Convert the data below into a JSON list of strings, one string per line and no strings for blank lines. Omit the pictures from your output.

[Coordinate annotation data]
————————

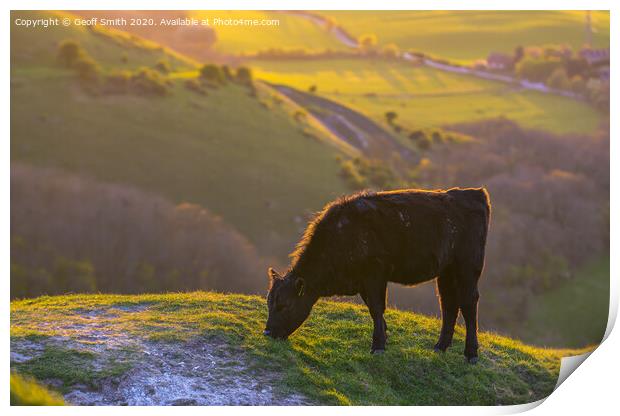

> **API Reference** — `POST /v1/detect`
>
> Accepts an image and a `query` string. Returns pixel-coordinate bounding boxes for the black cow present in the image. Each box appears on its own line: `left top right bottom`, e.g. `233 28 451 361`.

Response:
264 188 491 363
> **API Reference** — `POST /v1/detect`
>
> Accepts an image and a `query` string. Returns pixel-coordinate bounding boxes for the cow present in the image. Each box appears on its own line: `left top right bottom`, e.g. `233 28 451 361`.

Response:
264 188 491 364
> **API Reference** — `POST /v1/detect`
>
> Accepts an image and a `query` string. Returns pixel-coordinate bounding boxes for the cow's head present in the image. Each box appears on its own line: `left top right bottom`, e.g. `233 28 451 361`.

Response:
264 268 316 339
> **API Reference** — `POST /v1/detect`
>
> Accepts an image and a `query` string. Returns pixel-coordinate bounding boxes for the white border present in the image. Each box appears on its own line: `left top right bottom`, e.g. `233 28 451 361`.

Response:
0 0 620 416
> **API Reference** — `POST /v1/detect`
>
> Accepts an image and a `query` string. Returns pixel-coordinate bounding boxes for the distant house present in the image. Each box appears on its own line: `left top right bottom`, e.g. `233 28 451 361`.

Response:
579 48 609 65
487 52 513 69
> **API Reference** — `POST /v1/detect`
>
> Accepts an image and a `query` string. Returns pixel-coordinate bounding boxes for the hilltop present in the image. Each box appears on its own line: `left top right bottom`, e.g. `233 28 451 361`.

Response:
11 12 352 259
11 292 579 405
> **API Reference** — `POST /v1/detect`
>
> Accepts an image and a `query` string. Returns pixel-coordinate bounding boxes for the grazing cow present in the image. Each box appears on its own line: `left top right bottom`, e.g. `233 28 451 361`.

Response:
264 188 491 363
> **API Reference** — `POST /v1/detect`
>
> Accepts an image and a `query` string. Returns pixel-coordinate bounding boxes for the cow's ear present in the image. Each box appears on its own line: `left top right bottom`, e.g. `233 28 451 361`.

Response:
267 267 282 280
295 277 306 296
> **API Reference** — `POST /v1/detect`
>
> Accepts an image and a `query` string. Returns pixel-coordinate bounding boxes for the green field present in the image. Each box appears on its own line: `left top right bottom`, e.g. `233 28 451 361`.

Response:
11 292 583 405
190 10 347 55
319 10 609 63
517 257 610 347
11 372 65 406
11 10 346 260
252 59 601 133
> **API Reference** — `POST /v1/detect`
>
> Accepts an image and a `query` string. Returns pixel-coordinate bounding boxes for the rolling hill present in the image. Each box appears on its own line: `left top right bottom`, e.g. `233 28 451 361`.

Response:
251 59 602 133
11 292 583 405
317 10 609 64
11 12 347 259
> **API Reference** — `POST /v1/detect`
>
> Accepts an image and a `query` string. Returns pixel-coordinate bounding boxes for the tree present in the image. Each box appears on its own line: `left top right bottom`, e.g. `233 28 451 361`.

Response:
58 40 85 68
547 68 571 90
357 33 377 53
200 64 224 84
237 66 252 84
513 45 525 65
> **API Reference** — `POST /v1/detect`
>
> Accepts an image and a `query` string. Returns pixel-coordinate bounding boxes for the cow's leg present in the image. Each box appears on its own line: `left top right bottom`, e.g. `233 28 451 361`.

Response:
362 279 387 354
458 272 480 364
434 272 459 352
360 289 389 342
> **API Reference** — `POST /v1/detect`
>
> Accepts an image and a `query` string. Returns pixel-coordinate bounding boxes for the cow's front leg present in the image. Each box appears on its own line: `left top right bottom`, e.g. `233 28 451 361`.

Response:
362 280 387 354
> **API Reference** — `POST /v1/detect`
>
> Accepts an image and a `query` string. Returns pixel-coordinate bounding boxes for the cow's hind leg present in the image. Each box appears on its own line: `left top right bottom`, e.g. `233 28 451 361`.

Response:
360 290 389 342
457 272 480 364
361 279 387 354
434 272 459 352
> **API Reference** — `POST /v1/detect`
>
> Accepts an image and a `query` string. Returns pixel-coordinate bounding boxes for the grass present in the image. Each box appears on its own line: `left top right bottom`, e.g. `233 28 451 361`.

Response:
253 59 601 133
11 11 196 70
11 372 65 406
189 10 346 55
519 257 610 346
11 10 346 260
319 10 609 63
11 292 582 405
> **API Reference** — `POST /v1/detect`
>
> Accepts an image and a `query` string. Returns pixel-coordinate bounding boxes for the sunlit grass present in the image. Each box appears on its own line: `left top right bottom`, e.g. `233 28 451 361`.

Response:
253 59 601 133
189 10 347 54
319 10 609 63
11 292 578 405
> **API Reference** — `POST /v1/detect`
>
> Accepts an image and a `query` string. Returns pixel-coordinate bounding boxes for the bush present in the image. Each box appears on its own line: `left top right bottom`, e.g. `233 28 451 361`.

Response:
547 68 571 90
58 40 86 68
73 56 101 85
154 59 172 74
340 157 398 190
357 33 377 53
11 372 65 406
382 43 400 58
184 78 207 95
570 75 588 95
103 71 131 94
11 164 266 297
237 66 252 85
516 58 562 82
130 68 169 96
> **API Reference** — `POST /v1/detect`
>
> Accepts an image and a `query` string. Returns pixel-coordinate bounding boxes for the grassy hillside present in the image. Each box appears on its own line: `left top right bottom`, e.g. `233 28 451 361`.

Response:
319 10 609 63
11 373 65 406
11 13 346 258
11 11 196 70
190 10 346 55
252 59 601 133
11 292 579 405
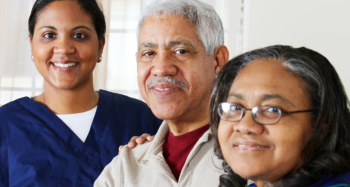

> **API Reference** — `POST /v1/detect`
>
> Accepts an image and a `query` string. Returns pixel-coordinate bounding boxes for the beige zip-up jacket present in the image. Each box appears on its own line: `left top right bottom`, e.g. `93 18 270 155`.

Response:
94 121 224 187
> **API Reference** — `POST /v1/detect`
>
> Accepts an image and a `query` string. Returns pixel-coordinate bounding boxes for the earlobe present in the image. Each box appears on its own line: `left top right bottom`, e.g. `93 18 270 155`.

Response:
214 45 229 74
97 36 106 62
29 36 34 62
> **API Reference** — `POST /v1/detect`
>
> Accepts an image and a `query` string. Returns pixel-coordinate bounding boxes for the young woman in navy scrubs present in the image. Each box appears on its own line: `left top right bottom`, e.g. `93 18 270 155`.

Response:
0 0 160 186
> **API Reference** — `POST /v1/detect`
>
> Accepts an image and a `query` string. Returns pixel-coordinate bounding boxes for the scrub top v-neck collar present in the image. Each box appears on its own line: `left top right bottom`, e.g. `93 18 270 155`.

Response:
21 90 112 165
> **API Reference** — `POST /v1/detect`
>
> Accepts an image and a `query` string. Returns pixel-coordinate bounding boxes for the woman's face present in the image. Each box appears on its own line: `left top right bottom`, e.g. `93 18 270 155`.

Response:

————————

* _Exercise solution_:
[
  "> **API Reference** — `POST /v1/detect`",
  ">",
  "> Accepts an image and a `query` string. Returns pixel-coordinate bounding boxes for the black cow present in the image. Each box appears on its own line: `left top right bottom`, e.g. `233 28 451 361`.",
  "Response:",
  "264 188 491 363",
  "> **API Reference** — `POST /v1/detect`",
  ">",
  "> Accepts an image and a `query` string. Returns pixel-coordinate bounding boxes for the cow present in the image. Each box appears on its own line: `left top right bottom`, e.g. `233 28 451 361`.",
  "Response:",
  "264 188 491 364",
  "> **API Reference** — `POST /v1/detect`",
  ">",
  "> Accepts an image and a `query` string. Returns pixel-coordinate bounding boxes for the cow's head present in the image. Each box appears on its own line: `left top right bottom`, e.g. `233 28 451 361`.",
  "Response:",
  "264 268 316 339",
  "> **API Reference** — `POST /v1/detect`",
  ">",
  "> Accepts an image and a `query` string. Returns pixel-coordinate bounding boxes for the white border present in the image. Each box appears on its own line: `left top right bottom`, e.g. `233 28 451 361`.",
  "Response:",
  "0 0 620 416",
  "> **API Reference** — `POST /v1/detect`",
  ">",
  "> Accepts an image and a `query` string. Returns pixel-coordinate bounding boxes for the distant house present in the image. Each box appears on its own line: `left top right bottom`, e.g. `233 28 451 361`.",
  "Response:",
  "579 48 609 65",
  "487 52 513 69",
  "> **API Reference** — `POST /v1/detect`",
  ">",
  "> Accepts an image and a `query` string. Returns pixel-coordinate bounding boxes for the hilltop present in the image. Each box appears on its own line: `left top right bottom`, e.g. `233 28 451 361`.",
  "Response:",
  "11 12 352 259",
  "11 292 579 405",
  "> **API Reference** — `POST /v1/detect`",
  ">",
  "> Accepts an image and a `query` string. Returns pixel-coordinate bounding boxes for the grazing cow present in the image. Each box appears on its own line: `left top right bottom`, e.g. `233 28 451 361`.",
  "Response:",
  "264 188 491 363",
  "> **API Reference** — `POST /v1/detect`",
  ">",
  "> Accepts an image and a `query` string. Returns pixel-coordinate bounding boxes for the cow's ear present in the image. Each box appears on its own line: `left top right bottom`, e.g. `233 28 451 361`.",
  "Response:",
  "267 267 282 280",
  "295 277 306 296",
  "> **API Reference** — `POST /v1/detect`",
  ">",
  "> Accepts an image and a `query` string. Returns pixel-coordinate bounding boxes for the green field present in the image. Each box appears on its own line: `left top right bottom`, e.g. `233 28 451 361`.",
  "Response:",
  "11 292 583 405",
  "190 10 347 55",
  "319 10 609 63",
  "517 257 610 347",
  "11 372 65 406",
  "11 10 346 260",
  "252 59 601 133",
  "> **API Reference** — `POST /v1/detect`",
  ">",
  "> Accepts an image and a `query` string. Returns pixel-coordinate bounding boxes for the rolling hill present in the image. Each box appears on its own line: `left top right bottom`, e.g. `233 28 451 361`.",
  "Response:",
  "251 59 602 133",
  "11 292 583 405",
  "317 10 609 64",
  "11 12 347 259",
  "> **API Reference** — `POST /v1/detect`",
  ">",
  "> Accepts an image and a `query` string. Returns pixel-coordinate bounding boxes for the tree present in the image. Each box appears on its own line: `left top right bottom`, e.g. `233 28 451 361`.",
  "Response:",
  "58 40 85 68",
  "547 68 571 90",
  "357 33 377 53",
  "200 64 224 84",
  "237 66 252 84",
  "513 45 525 65",
  "> **API Reference** — `POST /v1/detect`",
  ">",
  "> Accepts an image and a `query` string. Returns pixel-coordinate bounding boxes for the cow's leg present in the image. Each box appears on its own line: `left top right bottom`, e.g. `233 28 451 361`.",
  "Response:",
  "362 279 387 354",
  "458 272 480 364",
  "434 272 459 352",
  "360 289 389 342",
  "> **API Reference** — `POST /v1/detect`",
  ">",
  "> Accepts an image and a `query` string. Returns pixel-coordinate bounding boxes for the cow's front leg present in the image. Each box appears on its own line: `left top right bottom`, e.g. `233 28 451 361`.",
  "Response:",
  "362 280 387 354",
  "> **API Reference** — `POST /v1/detect`",
  ">",
  "> Accepts an image and a `query` string. Returns pixel-coordinate bounding boxes for the cow's hind leg present in the image. Each box appears on its own line: `left top right bottom`, e.g. `233 28 451 361`.",
  "Response:",
  "360 290 389 342",
  "457 272 480 364",
  "361 279 387 354",
  "434 272 459 352",
  "> **API Reference** — `POST /v1/detect`",
  ">",
  "> Accepts an image and a `query` string. Returns pixel-coordinate bounding boxes for the grass present in the image. Each box appears on its own line: `left top right bottom`, e.g. `233 28 451 361`.",
  "Response:",
  "253 59 601 133",
  "11 11 196 70",
  "11 372 65 406",
  "189 10 346 55",
  "519 257 610 346",
  "11 10 346 260",
  "319 10 609 63",
  "11 292 582 405",
  "> **API Reference** — `POST /v1/detect`",
  ">",
  "> Accepts an image and a `query` string. Returns pixel-coordinate bounding boxes for the sunlit grass present in the image. Each box appears on its own line: `left top right bottom`, e.g. `233 28 451 361`.",
  "Response:",
  "253 59 601 133",
  "189 10 347 54",
  "319 10 609 63",
  "11 292 578 405",
  "> **API Reference** — `POST /v1/detect`",
  ">",
  "> Accepts an image and a `query` string. Returns pixel-coordinate bounding boxes for the bush present in the image. Each box appears on its own line: `left top right bottom`, e.g. `233 28 451 361`.",
  "Response:",
  "547 68 571 90",
  "58 40 86 68",
  "73 56 101 85",
  "154 59 172 74",
  "340 157 398 190",
  "357 33 377 53",
  "11 372 65 406",
  "382 43 400 58",
  "184 78 207 95",
  "570 75 588 95",
  "103 71 131 94",
  "11 164 266 297",
  "237 66 252 85",
  "516 58 562 82",
  "130 68 169 96",
  "> **API Reference** — `POST /v1/detect`",
  ">",
  "> Accepts an image and a `query` string. Returns pixel-coordinate bounding boxes for the grassy hillside present in the image. Each box appears on its own line: `left top right bottom`, e.g. `233 28 451 361`.",
  "Response:",
  "319 10 609 63",
  "11 373 65 406",
  "11 13 346 258",
  "11 11 196 70",
  "190 10 346 55",
  "252 59 601 133",
  "11 292 579 405",
  "> **API Reference** — `POST /v1/detect`",
  ">",
  "> Accepts an image and a `query` string. Returns pixel-coordinate bounding boxes for the beige zip-up jacket present in the image. Each box appears on its own line: `left top right bottom`, e.g. `93 18 270 155`.",
  "Response:",
  "94 121 224 187",
  "> **API Reference** — `POST /v1/detect`",
  ">",
  "> Accepts an image and a `query` string. Returns pixel-coordinate bounding boxes for the earlobe present in the image. Each box appears on its own line: `left top right bottom`, e.g. `93 18 270 155`.",
  "Response:",
  "214 45 229 74",
  "97 36 106 62",
  "29 36 34 62",
  "> **API Reference** — `POST /v1/detect`",
  ">",
  "> Accepts an image and a `query` string. Returns pixel-coordinate bounding boxes for the young woman in navy scrubs present in the image. Each box appears on its own line: `left top right bottom`, e.g. `93 18 270 155`.",
  "Response:",
  "0 0 160 186",
  "> **API Reference** — `POST /v1/detect`",
  ">",
  "> Accepts an image and a `query` string. Returns pixel-coordinate bounding boxes for the scrub top v-neck collar present in the image. Each box appears on its own line: `left top right bottom`, e.g. `93 18 270 155`.",
  "Response:",
  "21 90 112 165",
  "> **API Reference** — `POST /v1/detect`",
  ">",
  "> Accepts an image and a `query` string. Returns pixel-coordinate bounding boxes for the woman's face present in the image. Each box appears on its own line: `left top right bottom`, e.g. `93 18 270 155`.",
  "Response:"
]